▶ Work instruction:
Provide an exact reproduction of every entry.

(Records shown)

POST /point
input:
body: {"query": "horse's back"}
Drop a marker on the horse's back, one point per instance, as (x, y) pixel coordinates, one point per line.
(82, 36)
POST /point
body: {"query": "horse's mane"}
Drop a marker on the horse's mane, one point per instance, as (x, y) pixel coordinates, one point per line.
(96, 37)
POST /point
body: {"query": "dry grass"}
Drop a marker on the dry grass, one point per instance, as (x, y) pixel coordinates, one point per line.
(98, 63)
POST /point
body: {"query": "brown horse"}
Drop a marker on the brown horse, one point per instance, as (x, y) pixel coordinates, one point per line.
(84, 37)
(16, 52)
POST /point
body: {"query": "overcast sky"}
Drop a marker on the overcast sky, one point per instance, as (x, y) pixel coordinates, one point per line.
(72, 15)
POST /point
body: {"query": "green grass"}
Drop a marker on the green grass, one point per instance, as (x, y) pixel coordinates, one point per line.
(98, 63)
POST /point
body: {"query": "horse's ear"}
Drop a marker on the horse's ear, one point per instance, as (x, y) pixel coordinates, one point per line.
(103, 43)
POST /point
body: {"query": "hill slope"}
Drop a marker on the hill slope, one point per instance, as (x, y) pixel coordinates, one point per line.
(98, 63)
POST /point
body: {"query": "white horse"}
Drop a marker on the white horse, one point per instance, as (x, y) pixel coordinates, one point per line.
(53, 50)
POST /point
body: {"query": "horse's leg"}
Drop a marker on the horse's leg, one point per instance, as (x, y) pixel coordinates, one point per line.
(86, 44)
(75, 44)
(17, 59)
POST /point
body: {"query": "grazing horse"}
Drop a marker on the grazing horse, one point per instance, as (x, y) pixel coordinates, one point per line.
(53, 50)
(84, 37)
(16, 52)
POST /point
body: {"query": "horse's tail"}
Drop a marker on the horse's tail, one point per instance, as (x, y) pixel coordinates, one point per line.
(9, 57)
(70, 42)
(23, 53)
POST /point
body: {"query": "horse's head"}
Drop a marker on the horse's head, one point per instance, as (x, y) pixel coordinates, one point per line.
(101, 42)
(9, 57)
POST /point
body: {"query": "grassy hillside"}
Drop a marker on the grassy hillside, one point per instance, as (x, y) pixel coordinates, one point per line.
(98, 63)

(End Records shown)

▶ Written answer:
POST /point
input:
body: {"query": "horse's back"}
Drop a marker on the horse's back, one point per instance, as (x, y) pixel coordinates, one point per line.
(82, 36)
POST /point
body: {"query": "horse's mane"}
Drop a marker on the horse's mane, one point per instance, as (x, y) pixel coordinates, one point per line.
(96, 37)
POST /point
body: {"query": "dry grass"}
Drop a marker on the dry grass, one point per instance, as (x, y) pixel coordinates, one point per line.
(98, 63)
POST /point
body: {"query": "brown horse"}
Drop a marker on the brown horse, one point per instance, as (x, y) pixel coordinates, one point per line.
(84, 37)
(16, 52)
POST /point
body: {"query": "overcast sky"}
Drop a marker on the overcast sky, one point per instance, as (x, y) pixel coordinates, one point per line.
(72, 15)
POST /point
body: {"query": "green grass"}
Drop a marker on the green grass, one point per instance, as (x, y) pixel coordinates, one point per line.
(98, 63)
POST /point
body: {"query": "horse's ear"}
Drop a marker on the horse's ear, one point per instance, as (x, y) pixel coordinates, one point per line.
(103, 43)
POST /point
body: {"query": "hill slope"}
Drop a marker on the hill slope, one point per instance, as (x, y) pixel coordinates, one point per line.
(98, 63)
POST /point
body: {"query": "white horse"}
Drop a marker on the white horse, one point per instance, as (x, y) pixel coordinates, one point per line.
(53, 50)
POST /point
body: {"query": "horse's leg"}
Drop a marker on the horse's leg, one point per instance, as (x, y) pixel coordinates, one point per line.
(86, 44)
(75, 44)
(17, 59)
POST /point
body: {"query": "grazing horse"}
Drop a marker on the grazing horse, one point per instance, as (x, y) pixel coordinates, one point per line.
(53, 50)
(84, 37)
(16, 52)
POST /point
body: {"query": "horse's tail"}
Drop a marker on the horse's tail, one point per instance, as (x, y) pixel coordinates, one point per line.
(9, 57)
(70, 42)
(23, 53)
POST /point
body: {"query": "horse's head"}
Drop a marker on the horse's head, one point per instance, as (x, y) pixel coordinates, one point per line.
(101, 42)
(9, 57)
POST /point
body: {"query": "grassy hillside"}
Drop a marker on the grassy hillside, one point per instance, as (x, y) pixel coordinates, one point per line.
(98, 63)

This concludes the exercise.